● PASSAGE TO READ
"""

“The first step toward change is awareness. The second step is acceptance.” – Nathaniel Branden
Ignorance. The opposite of awareness. The driving force behind hatred. The inexcusable excuse for mistreatment. My heart is broken into pieces by the ignorance in this world surrounding disability awareness. Why do we have months dedicated to awareness of cerebral palsy, down syndrome, autism, etc.? Disabilities are not searching for cures. They do not need to be cured. They need to be understood.
Humans communicate in countless ways and languages, verbally and non-verbally. Disabilities like autism, cerebral palsy, and down syndrome may cause someone to not be able to communicate in the way that most people do: verbally. One of my sweetest friends is a 6-year-old boy with down syndrome. He is selectively verbal, meaning he communicates without words most of the time, and he is absolutely fearless. He is bold and stubborn and likes to wrestle more than anything in this world. I have seen people express fear and confusion towards him when they see him acting a little differently than other kids. It breaks my heart into pieces. Down syndrome can affect growth and communicative abilities. He functions a little bit differently, and he communicates a little bit differently. That is nothing to fear, and nothing to be confused about. It is something to be embraced and accepted with open arms. Imagine a world in which the differences between us united us, rather than divided us. Rather than looking at my sweet 6-year-old friend with fear and confusion, let him hug you. I promise disabilities do not make anyone scary, they make someone human.
Something that I feel is so misunderstood is the fact that disabilities are a product of humanity and a product of genetics. The biodiversity in our species is so beautiful and unique and we need to embrace the different ways that our bodies have developed. Disabilities are NOT scary. They are not something that you need to pity. They are not weird or creepy or strange. Disabilities are normal. They are okay. They are a part of someone’s story.

"""

● TRY IT
In the essay on disability awareness, what does the writer's 6-year-old friend like to do more than anything in the world?

● ENTRIES SUPPLIED
"""

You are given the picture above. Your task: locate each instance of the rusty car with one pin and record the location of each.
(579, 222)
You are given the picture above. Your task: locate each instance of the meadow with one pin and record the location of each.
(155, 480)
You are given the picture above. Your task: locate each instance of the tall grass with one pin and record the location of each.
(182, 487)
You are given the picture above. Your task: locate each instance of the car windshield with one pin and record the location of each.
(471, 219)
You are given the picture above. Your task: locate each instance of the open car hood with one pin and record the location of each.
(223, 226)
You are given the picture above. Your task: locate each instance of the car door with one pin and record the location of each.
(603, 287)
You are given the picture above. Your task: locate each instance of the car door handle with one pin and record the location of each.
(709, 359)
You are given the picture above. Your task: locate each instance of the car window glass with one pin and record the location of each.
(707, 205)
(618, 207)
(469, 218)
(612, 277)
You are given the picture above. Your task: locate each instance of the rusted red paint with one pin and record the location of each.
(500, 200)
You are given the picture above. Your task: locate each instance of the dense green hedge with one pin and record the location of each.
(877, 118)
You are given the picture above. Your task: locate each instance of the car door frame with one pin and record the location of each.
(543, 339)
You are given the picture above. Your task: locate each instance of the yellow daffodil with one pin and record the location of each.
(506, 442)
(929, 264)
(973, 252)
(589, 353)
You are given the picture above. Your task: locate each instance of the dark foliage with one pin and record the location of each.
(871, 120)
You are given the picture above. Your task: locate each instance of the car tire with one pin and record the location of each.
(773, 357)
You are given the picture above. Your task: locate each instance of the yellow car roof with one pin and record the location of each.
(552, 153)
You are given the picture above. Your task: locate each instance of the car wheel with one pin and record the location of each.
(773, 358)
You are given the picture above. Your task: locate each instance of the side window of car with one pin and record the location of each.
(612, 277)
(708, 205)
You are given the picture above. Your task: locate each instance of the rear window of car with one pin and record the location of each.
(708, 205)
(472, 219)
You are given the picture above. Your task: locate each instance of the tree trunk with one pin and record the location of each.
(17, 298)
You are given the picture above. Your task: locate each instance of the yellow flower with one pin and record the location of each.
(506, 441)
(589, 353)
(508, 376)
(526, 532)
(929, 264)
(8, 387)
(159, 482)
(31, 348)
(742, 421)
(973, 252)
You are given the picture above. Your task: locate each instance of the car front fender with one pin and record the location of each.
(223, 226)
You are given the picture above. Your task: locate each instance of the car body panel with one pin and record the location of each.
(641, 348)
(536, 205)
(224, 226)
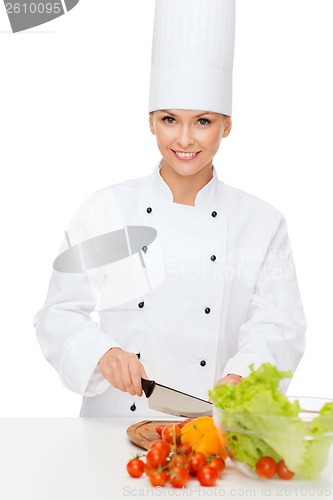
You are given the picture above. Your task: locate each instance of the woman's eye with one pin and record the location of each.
(168, 119)
(203, 121)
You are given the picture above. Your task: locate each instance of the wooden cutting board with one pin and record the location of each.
(144, 433)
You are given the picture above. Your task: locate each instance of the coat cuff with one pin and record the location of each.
(81, 358)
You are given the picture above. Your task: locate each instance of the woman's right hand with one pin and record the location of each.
(123, 370)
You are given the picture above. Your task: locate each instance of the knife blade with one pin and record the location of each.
(168, 400)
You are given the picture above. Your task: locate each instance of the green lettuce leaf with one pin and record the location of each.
(257, 405)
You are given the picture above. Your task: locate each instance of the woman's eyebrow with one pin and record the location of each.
(175, 116)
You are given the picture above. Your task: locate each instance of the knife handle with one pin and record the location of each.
(147, 386)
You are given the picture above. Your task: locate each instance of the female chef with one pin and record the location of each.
(192, 280)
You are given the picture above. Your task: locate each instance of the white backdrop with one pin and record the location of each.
(73, 118)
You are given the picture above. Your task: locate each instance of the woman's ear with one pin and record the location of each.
(151, 122)
(228, 126)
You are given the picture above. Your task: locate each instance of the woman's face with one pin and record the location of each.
(188, 140)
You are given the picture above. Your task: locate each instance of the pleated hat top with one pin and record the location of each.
(192, 55)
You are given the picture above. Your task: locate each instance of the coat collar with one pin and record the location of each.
(206, 194)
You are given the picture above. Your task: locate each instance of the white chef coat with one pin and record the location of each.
(215, 292)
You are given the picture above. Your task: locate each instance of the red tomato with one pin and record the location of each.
(283, 471)
(171, 434)
(135, 467)
(179, 477)
(158, 478)
(217, 462)
(266, 467)
(197, 460)
(156, 457)
(207, 476)
(160, 444)
(178, 460)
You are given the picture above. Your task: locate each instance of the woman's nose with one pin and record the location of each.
(185, 138)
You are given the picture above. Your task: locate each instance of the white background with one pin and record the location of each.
(73, 119)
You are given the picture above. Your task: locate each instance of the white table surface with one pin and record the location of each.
(85, 459)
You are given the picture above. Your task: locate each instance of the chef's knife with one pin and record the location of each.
(167, 400)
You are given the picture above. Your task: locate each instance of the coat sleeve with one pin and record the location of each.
(69, 337)
(275, 327)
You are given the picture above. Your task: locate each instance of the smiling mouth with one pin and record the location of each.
(185, 155)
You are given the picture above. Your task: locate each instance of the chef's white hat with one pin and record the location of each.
(192, 55)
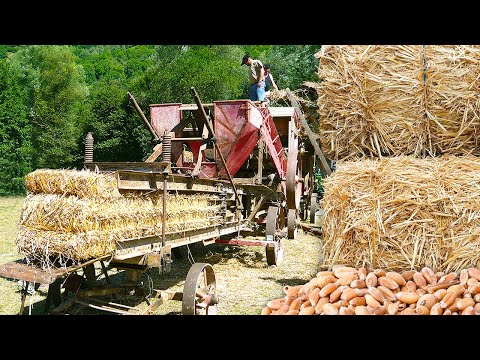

"""

● RESPONSE TO THIS TASK
He likes to wrestle.